Trecho selecionado
• • •

Tenho lido poucas obras que não
são relacionadas ao trabalho, principalmente ficção. Uma boa ficção ajuda muito no trabalho intelectual pois estimula a criatividade. Ficar presa apenas a textos acadêmicos pode fazer
com que um(a) pesquisador(a) reduza consideravelmente seu repertório
prejudicando, inclusive sua escrita.
Sendo assim, eu resolvi separar
algumas obras que estão se empilhando nas prateleiras das minhas estantes para
ler, nem que fosse apenas algumas páginas diárias. Livros de poesia, romances de ficção
e muitas histórias em quadrinhos, que eu comprei e ainda nem folhei. Decidi,
também, colocar como meta toda semana tentar tirar um tempo para fazer um pequeno texto sobre das obras
cuja leitura encerrei.
Vou começar com o livro “Kim Jiyoung, nascida em
1982”, que eu terminei de ler na semana passada. Este livro foi publicado originalmente na Coreia do Sul em 2016 e se tornou um fenômeno internacional. Foi recomendação da amiga
Fabiana Rubira. A autora do livro é Cho
Nam-Joo, uma ex-roteirista de televisão. Na época da publicação de seu livro, na Coreia do Sul, estava emergindo o movimento #MeToo no país. Foi uma coincidência feliz para a autora, que viu seu livro ganhando visibilidade graças ao amplo debate sobre o papel da mulher na sociedade sul-coreana, fortemente marcada pela desigualdade de gênero.
Neste livro ela narra a vida de Kim Jiyoung uma jovem sul-coreana que pode representar qualquer uma jovem comum, na faixa dos 30 anos de idade. Vinda de uma família simples, Kim
Jiyoung encontrou-se sob uma grande pressão para atender as
expectativas do mercado de trabalho e ao mesmo tempo da sociedade. Ela quer investir em uma carreira, conseguir um
bom casamento e construir uma família.

• • •

Itens exibidos
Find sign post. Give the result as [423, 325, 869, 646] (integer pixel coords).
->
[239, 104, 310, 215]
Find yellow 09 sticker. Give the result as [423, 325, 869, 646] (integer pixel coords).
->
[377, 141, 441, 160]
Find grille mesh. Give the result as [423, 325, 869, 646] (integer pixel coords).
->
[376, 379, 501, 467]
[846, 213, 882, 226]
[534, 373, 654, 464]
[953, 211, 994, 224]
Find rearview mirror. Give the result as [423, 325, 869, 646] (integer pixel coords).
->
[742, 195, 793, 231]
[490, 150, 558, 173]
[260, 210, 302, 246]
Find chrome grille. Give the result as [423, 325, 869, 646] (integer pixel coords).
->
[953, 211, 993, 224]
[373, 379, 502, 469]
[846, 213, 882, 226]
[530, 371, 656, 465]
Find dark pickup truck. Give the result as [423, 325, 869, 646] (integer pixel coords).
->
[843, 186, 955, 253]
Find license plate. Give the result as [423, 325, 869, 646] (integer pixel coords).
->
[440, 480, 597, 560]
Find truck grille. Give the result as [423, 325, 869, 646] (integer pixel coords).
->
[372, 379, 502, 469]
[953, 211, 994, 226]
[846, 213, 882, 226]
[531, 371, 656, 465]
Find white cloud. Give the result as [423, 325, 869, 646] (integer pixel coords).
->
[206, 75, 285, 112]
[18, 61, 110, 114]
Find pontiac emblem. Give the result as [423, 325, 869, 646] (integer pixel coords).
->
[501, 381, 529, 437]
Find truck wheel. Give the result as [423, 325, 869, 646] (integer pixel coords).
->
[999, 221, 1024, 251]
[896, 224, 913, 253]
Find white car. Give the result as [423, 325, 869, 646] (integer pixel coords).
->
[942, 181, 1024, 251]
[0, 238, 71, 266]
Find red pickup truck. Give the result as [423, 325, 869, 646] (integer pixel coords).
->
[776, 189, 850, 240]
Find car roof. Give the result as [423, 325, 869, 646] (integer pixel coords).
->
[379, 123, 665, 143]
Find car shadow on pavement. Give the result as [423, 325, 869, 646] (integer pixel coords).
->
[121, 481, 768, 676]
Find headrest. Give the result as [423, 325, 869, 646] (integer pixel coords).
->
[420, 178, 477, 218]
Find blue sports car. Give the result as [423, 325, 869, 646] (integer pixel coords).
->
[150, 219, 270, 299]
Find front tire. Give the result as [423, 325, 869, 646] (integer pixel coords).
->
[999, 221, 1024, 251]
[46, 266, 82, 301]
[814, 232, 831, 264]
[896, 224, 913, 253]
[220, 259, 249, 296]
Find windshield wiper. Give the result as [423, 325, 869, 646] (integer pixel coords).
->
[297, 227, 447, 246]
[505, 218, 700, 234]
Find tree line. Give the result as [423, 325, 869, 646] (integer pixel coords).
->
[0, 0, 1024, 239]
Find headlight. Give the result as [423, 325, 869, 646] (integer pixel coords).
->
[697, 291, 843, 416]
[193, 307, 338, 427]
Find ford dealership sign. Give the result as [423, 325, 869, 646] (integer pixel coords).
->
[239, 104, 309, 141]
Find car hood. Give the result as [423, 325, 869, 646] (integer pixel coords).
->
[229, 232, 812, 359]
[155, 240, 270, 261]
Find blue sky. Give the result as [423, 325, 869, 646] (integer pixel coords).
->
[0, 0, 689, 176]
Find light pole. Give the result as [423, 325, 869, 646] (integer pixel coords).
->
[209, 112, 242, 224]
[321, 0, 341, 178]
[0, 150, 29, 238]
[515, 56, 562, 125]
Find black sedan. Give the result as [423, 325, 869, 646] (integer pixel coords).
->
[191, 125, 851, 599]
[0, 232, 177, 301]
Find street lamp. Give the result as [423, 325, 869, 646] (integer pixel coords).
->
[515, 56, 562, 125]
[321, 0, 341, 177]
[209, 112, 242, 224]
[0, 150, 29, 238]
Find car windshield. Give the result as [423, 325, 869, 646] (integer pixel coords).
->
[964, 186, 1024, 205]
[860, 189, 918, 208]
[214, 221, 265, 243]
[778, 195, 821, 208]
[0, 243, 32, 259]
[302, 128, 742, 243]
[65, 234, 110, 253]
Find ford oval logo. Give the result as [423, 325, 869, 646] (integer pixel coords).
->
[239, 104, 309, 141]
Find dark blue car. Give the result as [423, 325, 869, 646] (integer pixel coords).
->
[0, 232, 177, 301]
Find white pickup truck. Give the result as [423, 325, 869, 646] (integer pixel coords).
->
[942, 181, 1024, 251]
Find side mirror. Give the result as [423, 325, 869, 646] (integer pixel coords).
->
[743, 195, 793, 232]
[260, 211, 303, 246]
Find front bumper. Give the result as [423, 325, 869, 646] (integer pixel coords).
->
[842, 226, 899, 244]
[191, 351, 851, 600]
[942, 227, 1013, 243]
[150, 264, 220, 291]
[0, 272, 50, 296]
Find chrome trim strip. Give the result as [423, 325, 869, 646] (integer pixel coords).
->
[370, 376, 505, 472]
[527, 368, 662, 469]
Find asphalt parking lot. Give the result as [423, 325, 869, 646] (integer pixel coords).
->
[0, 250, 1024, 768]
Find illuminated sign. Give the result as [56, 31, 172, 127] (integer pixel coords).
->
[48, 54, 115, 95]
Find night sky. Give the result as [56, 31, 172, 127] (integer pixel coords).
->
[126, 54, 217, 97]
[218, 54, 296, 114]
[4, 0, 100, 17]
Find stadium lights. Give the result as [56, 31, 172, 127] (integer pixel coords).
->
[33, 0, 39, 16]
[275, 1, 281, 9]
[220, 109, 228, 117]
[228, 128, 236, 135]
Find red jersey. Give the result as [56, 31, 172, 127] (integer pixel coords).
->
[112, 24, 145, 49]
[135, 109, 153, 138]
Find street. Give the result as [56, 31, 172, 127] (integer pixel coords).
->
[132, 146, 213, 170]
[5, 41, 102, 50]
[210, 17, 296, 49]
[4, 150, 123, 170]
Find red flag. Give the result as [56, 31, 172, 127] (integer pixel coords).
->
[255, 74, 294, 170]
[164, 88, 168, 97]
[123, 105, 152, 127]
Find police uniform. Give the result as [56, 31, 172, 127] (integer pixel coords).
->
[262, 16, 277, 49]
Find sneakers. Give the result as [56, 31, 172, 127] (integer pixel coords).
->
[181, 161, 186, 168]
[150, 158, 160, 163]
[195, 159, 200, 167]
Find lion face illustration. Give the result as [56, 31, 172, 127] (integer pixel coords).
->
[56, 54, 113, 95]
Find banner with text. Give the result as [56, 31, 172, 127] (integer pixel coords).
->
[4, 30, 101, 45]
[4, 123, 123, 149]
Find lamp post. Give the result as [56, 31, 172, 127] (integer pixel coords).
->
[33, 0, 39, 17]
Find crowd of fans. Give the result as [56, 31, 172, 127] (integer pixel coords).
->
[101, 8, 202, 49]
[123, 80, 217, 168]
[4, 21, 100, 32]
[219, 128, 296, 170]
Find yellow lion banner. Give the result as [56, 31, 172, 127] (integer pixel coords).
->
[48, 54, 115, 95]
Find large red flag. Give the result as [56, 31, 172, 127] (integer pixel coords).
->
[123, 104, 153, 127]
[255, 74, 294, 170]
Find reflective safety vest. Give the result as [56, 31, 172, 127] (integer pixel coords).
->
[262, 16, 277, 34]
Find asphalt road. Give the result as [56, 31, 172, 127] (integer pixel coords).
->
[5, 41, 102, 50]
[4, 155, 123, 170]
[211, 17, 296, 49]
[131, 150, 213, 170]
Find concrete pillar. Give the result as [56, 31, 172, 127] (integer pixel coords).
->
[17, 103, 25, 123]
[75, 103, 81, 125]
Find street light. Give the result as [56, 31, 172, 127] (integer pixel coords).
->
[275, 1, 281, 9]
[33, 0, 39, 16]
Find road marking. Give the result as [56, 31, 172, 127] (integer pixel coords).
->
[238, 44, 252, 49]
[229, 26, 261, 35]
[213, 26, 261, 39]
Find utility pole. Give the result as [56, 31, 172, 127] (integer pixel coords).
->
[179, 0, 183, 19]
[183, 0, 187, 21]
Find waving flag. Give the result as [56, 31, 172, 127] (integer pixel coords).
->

• • •

Por favor, copie o trecho selecionado inteiro, sem nenhuma alteração.

Tenho lido poucas obras que não
são relacionadas ao trabalho, principalmente ficção. Uma boa ficção ajuda muito no trabalho intelectual pois estimula a criatividade. Ficar presa apenas a textos acadêmicos pode fazer
com que um(a) pesquisador(a) reduza consideravelmente seu repertório
prejudicando, inclusive sua escrita.
Sendo assim, eu resolvi separar
algumas obras que estão se empilhando nas prateleiras das minhas estantes para
ler, nem que fosse apenas algumas páginas diárias. Livros de poesia, romances de ficção
e muitas histórias em quadrinhos, que eu comprei e ainda nem folhei. Decidi,
também, colocar como meta toda semana tentar tirar um tempo para fazer um pequeno texto sobre das obras
cuja leitura encerrei.
Vou começar com o livro “Kim Jiyoung, nascida em
1982”, que eu terminei de ler na semana passada. Este livro foi publicado originalmente na Coreia do Sul em 2016 e se tornou um fenômeno internacional. Foi recomendação da amiga
Fabiana Rubira. A autora do livro é Cho
Nam-Joo, uma ex-roteirista de televisão. Na época da publicação de seu livro, na Coreia do Sul, estava emergindo o movimento #MeToo no país. Foi uma coincidência feliz para a autora, que viu seu livro ganhando visibilidade graças ao amplo debate sobre o papel da mulher na sociedade sul-coreana, fortemente marcada pela desigualdade de gênero.
Neste livro ela narra a vida de Kim Jiyoung uma jovem sul-coreana que pode representar qualquer uma jovem comum, na faixa dos 30 anos de idade. Vinda de uma família simples, Kim
Jiyoung encontrou-se sob uma grande pressão para atender as
expectativas do mercado de trabalho e ao mesmo tempo da sociedade. Ela quer investir em uma carreira, conseguir um
bom casamento e construir uma família.